Copy out the data in full and exactly, passing over the pictures.

Data shown: Begin

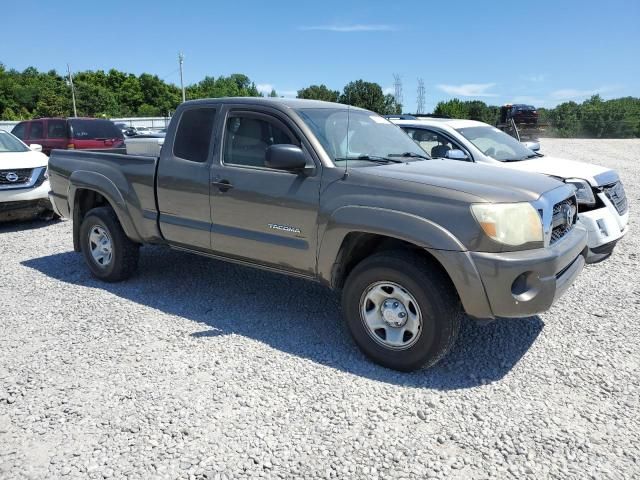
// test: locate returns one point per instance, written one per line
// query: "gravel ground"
(199, 369)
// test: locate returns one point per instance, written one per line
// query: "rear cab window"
(36, 131)
(247, 137)
(57, 129)
(194, 134)
(94, 129)
(20, 130)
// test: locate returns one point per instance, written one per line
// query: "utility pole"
(397, 86)
(181, 60)
(420, 106)
(73, 91)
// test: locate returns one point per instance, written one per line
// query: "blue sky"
(540, 52)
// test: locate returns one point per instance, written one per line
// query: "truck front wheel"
(110, 254)
(401, 310)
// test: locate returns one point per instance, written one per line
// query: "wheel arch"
(354, 232)
(89, 190)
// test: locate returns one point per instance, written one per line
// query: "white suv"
(24, 183)
(602, 204)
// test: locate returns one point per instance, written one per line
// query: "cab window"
(193, 137)
(37, 130)
(19, 130)
(247, 138)
(433, 143)
(56, 129)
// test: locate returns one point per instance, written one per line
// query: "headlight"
(584, 193)
(509, 223)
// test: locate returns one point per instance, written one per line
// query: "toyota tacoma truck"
(338, 195)
(604, 210)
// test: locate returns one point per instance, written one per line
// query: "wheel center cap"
(393, 312)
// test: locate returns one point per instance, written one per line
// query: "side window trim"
(260, 115)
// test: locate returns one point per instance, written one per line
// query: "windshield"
(496, 144)
(94, 129)
(370, 137)
(9, 143)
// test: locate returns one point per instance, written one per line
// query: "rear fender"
(82, 179)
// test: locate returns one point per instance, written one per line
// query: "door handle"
(223, 185)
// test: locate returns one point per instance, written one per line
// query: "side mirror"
(455, 154)
(535, 146)
(285, 157)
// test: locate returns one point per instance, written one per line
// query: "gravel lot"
(199, 369)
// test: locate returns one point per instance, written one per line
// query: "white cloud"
(571, 93)
(469, 89)
(264, 88)
(541, 77)
(358, 27)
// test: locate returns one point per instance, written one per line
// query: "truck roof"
(282, 102)
(450, 122)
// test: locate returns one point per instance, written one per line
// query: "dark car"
(520, 113)
(70, 133)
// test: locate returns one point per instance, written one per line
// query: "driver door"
(259, 214)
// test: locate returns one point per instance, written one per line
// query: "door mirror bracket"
(287, 157)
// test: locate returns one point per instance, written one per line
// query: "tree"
(319, 92)
(369, 95)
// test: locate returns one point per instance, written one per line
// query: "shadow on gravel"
(22, 225)
(291, 315)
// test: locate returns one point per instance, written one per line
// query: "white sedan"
(24, 182)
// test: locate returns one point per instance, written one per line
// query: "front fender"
(391, 223)
(82, 179)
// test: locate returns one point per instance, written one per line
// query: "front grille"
(565, 215)
(22, 174)
(615, 193)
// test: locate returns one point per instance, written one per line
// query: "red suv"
(66, 133)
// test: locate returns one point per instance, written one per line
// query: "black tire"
(124, 252)
(434, 293)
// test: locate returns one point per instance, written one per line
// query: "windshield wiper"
(409, 155)
(371, 158)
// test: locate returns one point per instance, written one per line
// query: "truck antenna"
(181, 61)
(73, 91)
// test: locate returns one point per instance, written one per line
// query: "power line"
(181, 61)
(420, 101)
(397, 86)
(73, 91)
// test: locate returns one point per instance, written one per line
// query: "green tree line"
(593, 118)
(32, 93)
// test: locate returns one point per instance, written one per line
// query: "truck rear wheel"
(110, 254)
(401, 310)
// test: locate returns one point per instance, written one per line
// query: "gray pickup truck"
(337, 195)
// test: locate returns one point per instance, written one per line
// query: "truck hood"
(16, 160)
(560, 167)
(486, 182)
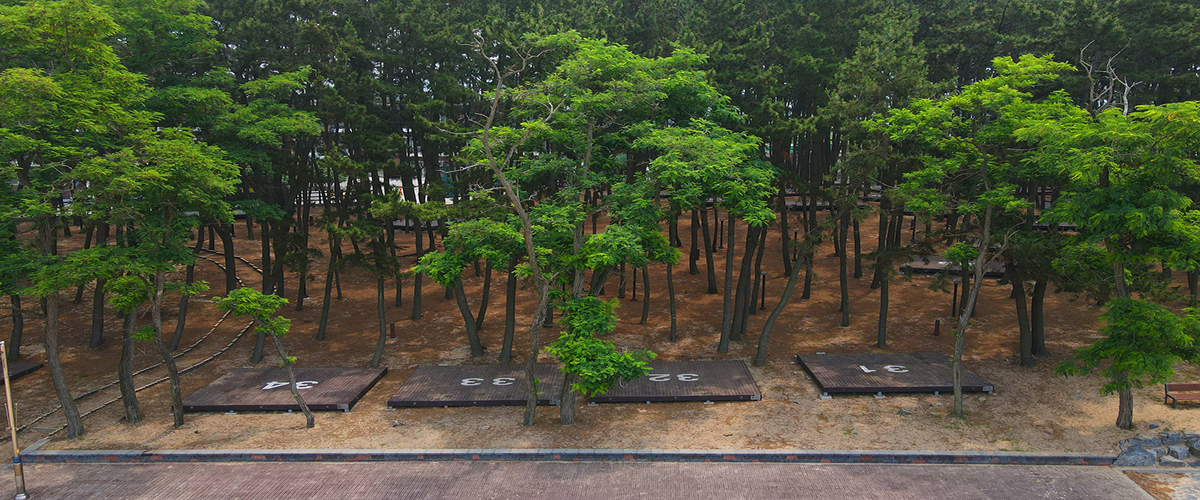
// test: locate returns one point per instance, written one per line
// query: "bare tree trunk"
(477, 348)
(1037, 318)
(510, 311)
(1023, 323)
(310, 421)
(1125, 407)
(765, 337)
(695, 244)
(708, 251)
(567, 399)
(125, 371)
(18, 327)
(383, 323)
(844, 279)
(673, 335)
(417, 277)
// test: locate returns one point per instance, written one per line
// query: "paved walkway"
(558, 480)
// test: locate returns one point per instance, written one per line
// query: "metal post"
(954, 302)
(762, 303)
(18, 473)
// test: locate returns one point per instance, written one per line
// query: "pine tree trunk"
(468, 320)
(310, 421)
(177, 395)
(673, 335)
(708, 252)
(125, 372)
(567, 399)
(417, 277)
(510, 312)
(1125, 408)
(1023, 321)
(381, 303)
(1037, 318)
(97, 315)
(727, 303)
(881, 339)
(844, 279)
(486, 295)
(765, 337)
(858, 252)
(695, 244)
(18, 327)
(325, 297)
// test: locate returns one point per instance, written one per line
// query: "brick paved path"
(499, 480)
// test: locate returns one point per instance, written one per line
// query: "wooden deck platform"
(498, 385)
(267, 390)
(887, 372)
(937, 264)
(687, 380)
(475, 385)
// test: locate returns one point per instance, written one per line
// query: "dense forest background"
(144, 124)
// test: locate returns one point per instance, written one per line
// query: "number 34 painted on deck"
(893, 368)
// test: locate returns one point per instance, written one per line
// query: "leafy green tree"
(593, 366)
(969, 167)
(247, 301)
(1141, 344)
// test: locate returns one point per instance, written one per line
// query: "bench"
(1177, 392)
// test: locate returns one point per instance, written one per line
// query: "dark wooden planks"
(886, 372)
(17, 371)
(475, 385)
(687, 380)
(267, 390)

Data shown: End

### Reply
// test: locate returns one point per instance, written one per line
// query: "gravel ground"
(199, 369)
// test: locate returns one point per instance, written one per line
// query: "rear cab window"
(36, 131)
(247, 137)
(57, 129)
(194, 134)
(94, 129)
(20, 130)
// test: locate returns one point per instance, written one per line
// query: "utility pole"
(397, 86)
(181, 60)
(420, 106)
(73, 91)
// test: locate returns one point per instance, written one per line
// query: "blue sky"
(540, 52)
// test: locate returns one point per instance, written one per line
// query: "truck front wheel"
(110, 254)
(401, 310)
// test: locate returns one point per instance, written one per line
// query: "wheel arch"
(354, 232)
(89, 190)
// test: locate returns one point per instance, written one per line
// query: "white suv"
(24, 183)
(602, 204)
// test: locate returns one point per instance, written one per line
// query: "cab window"
(193, 137)
(37, 130)
(19, 130)
(247, 138)
(433, 143)
(56, 129)
// test: locate returns one point per instance, written one per line
// query: "headlight"
(584, 193)
(509, 223)
// test: locate returns one point per instance, written one per line
// query: "toyota tacoma truck"
(338, 195)
(604, 210)
// test: locate returns one point per instance, written one per line
// query: "wheel center cap"
(393, 312)
// test: locate returns one point per instance, written one per line
// query: "side window trim"
(260, 115)
// test: locate returns one point per instance, written one per line
// query: "windshield"
(496, 144)
(94, 129)
(370, 137)
(9, 143)
// test: locate returns one point per instance, written one per line
// query: "rear fender"
(82, 179)
// test: locate returns one point per instance, written one per line
// query: "door handle"
(223, 185)
// test: locate returns one point per instance, written one per line
// query: "side mirror"
(455, 154)
(535, 146)
(285, 157)
// test: locate returns one point per instance, written one per line
// query: "gravel lot"
(199, 369)
// test: locate returns one point per instance, written one per line
// query: "white cloud"
(571, 93)
(469, 89)
(264, 88)
(541, 77)
(358, 27)
// test: locate returns one point per instance, written one per line
// query: "truck roof"
(282, 102)
(450, 122)
// test: locate returns one point per instance, written one per line
// query: "dark car"
(520, 113)
(70, 133)
// test: locate returns one point per instance, written one per line
// query: "driver door"
(259, 214)
// test: locate returns one point per instance, written one per line
// query: "door mirror bracket"
(287, 157)
// test: locate returns one point per instance, written one per line
// query: "tree"
(319, 92)
(369, 95)
// test: locate returns one point per instance, written one per line
// query: "shadow on gravel"
(22, 225)
(291, 315)
// test: locate returns one point per instance, written one per line
// query: "white sedan"
(24, 182)
// test: locate returns one point per instance, written one per line
// query: "front fender"
(391, 223)
(82, 179)
// test: locate returns one point per instance, written one per line
// query: "front grille"
(565, 215)
(22, 174)
(615, 193)
// test: locate returns one point per instance, written one per line
// query: "red suv"
(66, 133)
// test: locate returns one point per instance, written one per line
// query: "black tire"
(124, 252)
(434, 293)
// test: locate returns one point per instance, written one per line
// query: "windshield wiper"
(409, 155)
(371, 158)
// test: locate returns one point per instance, written one per line
// query: "truck antenna"
(181, 61)
(73, 91)
// test: locate returns one point per instance, written one per line
// query: "power line"
(181, 61)
(420, 101)
(397, 86)
(73, 91)
// test: locate returns one point per instance, written one per line
// query: "green tree line"
(593, 118)
(32, 93)
// test: locate returns one point per instance, written one per line
// query: "truck rear wheel"
(110, 254)
(401, 310)
// test: locate returns one point per instance, written one per line
// query: "gray pickup truck"
(337, 195)
// test: locate returns one point per instance, written one per line
// query: "truck hood"
(16, 160)
(560, 167)
(486, 182)
// test: locate returns one point per instance, written one per line
// query: "bare tree trunk"
(477, 348)
(1037, 318)
(510, 311)
(1023, 323)
(310, 421)
(1125, 407)
(765, 337)
(695, 244)
(708, 251)
(567, 399)
(125, 371)
(18, 327)
(383, 323)
(844, 279)
(673, 335)
(417, 277)
// test: locate returns one point per instance, written one per line
// query: "paved walkway"
(558, 480)
// test: locate returns one point per instance, written one per line
// query: "metal post"
(954, 302)
(762, 303)
(18, 473)
// test: locate returns one point per instance, written one per line
// query: "pine tree trunk"
(468, 320)
(310, 421)
(177, 395)
(673, 335)
(708, 252)
(125, 372)
(567, 399)
(417, 277)
(510, 312)
(1125, 408)
(1023, 321)
(381, 303)
(1037, 318)
(97, 315)
(727, 303)
(881, 339)
(844, 279)
(486, 295)
(765, 337)
(858, 252)
(695, 244)
(18, 327)
(325, 297)
// test: locate returns one point per instance, written one per line
// query: "brick paved path"
(499, 480)
// test: locate returns one point per instance, written one per line
// query: "wooden deck platform"
(498, 385)
(267, 390)
(887, 372)
(937, 264)
(687, 380)
(475, 385)
// test: locate returns one point per instance, written one per line
// query: "dense forest background"
(144, 124)
// test: locate returns one point per instance, written one per line
// query: "number 34 painted on deck"
(893, 368)
// test: locate returns one point per instance, written one per line
// query: "leafy green tree"
(593, 366)
(969, 167)
(247, 301)
(1141, 344)
// test: locate returns one point per instance, written one per line
// query: "bench"
(1177, 392)
// test: locate returns one point per instance, written one per line
// query: "dark wooden planks"
(886, 372)
(17, 371)
(475, 385)
(687, 380)
(267, 390)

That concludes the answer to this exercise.